• [Given entries]
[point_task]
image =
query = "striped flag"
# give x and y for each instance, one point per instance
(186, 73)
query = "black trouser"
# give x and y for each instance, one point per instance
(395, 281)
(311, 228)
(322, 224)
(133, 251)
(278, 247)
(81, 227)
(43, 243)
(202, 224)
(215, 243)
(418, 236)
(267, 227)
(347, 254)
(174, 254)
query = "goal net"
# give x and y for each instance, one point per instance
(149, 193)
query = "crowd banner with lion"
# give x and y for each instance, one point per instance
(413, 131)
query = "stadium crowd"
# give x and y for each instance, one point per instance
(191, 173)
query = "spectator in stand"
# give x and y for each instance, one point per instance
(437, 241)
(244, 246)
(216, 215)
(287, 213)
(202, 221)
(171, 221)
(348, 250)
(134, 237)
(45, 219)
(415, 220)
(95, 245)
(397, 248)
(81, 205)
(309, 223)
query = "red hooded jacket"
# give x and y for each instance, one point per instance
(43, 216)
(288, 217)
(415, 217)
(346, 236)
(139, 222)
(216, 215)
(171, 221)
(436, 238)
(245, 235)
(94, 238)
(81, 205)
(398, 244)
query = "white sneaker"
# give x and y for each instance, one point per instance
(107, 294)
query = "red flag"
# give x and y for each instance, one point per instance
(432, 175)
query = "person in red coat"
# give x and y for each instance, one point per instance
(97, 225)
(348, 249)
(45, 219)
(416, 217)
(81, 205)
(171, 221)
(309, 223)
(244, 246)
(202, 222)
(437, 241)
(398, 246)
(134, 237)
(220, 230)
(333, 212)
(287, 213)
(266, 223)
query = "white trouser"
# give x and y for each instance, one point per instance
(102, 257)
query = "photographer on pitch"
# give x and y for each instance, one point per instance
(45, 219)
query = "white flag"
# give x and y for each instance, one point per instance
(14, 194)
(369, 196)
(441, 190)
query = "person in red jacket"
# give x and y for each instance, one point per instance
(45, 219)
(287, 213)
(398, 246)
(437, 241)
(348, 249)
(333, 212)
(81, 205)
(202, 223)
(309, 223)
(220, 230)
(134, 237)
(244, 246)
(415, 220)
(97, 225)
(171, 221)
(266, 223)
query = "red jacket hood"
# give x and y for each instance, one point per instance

• [What you need to do] Give all of the lines above again, exactly as they are.

• [Task result]
[point_task]
image =
query = "striped flag"
# give x and y for each instance, one point per instance
(186, 73)
query = "black trouser"
# give x and y for each instance, one point per instance
(395, 281)
(311, 228)
(322, 224)
(133, 251)
(278, 247)
(81, 227)
(43, 243)
(202, 224)
(215, 243)
(418, 236)
(267, 227)
(347, 254)
(174, 254)
query = "goal net"
# give x and y for each instance, one point per instance
(149, 193)
query = "crowd banner with lion"
# give x and y for each instance, one point per instance
(413, 131)
query = "stadium crowd"
# give x and y for each instance, one point per instance
(191, 173)
query = "spectator in stand"
# give x and y for each instance, one point per instance
(437, 241)
(244, 246)
(216, 215)
(287, 213)
(202, 221)
(171, 221)
(348, 250)
(134, 237)
(45, 219)
(415, 220)
(95, 245)
(397, 248)
(81, 205)
(309, 223)
query = "red hooded jacket"
# give x and y for each instance, one point per instance
(43, 216)
(288, 217)
(415, 217)
(346, 236)
(139, 222)
(216, 215)
(171, 221)
(436, 238)
(245, 235)
(94, 238)
(81, 205)
(398, 244)
query = "white sneaker"
# give x and y for each instance, one point per instance
(107, 294)
query = "red flag"
# give x and y for each instance, one point per instance
(432, 175)
query = "person in red coat"
# give x and y for each instance, one point per instance
(97, 225)
(348, 249)
(45, 219)
(416, 217)
(81, 205)
(171, 221)
(309, 223)
(244, 246)
(202, 222)
(437, 241)
(398, 246)
(134, 237)
(220, 230)
(333, 212)
(287, 213)
(266, 223)
query = "white trouser"
# give x and y for each instance, one point per instance
(102, 257)
query = "photographer on pitch"
# give x and y for each instance, one point per instance
(45, 219)
query = "white flag"
# give x and y for each instance, one point per instance
(14, 194)
(369, 196)
(441, 190)
query = "person in red jacket"
# give x and y for each instance, one point per instance
(45, 219)
(287, 213)
(398, 246)
(437, 241)
(348, 249)
(333, 212)
(81, 205)
(202, 223)
(309, 223)
(220, 230)
(134, 237)
(244, 246)
(415, 220)
(97, 225)
(171, 221)
(266, 223)
query = "red jacket hood"
# give x and y for each instance, one point per instance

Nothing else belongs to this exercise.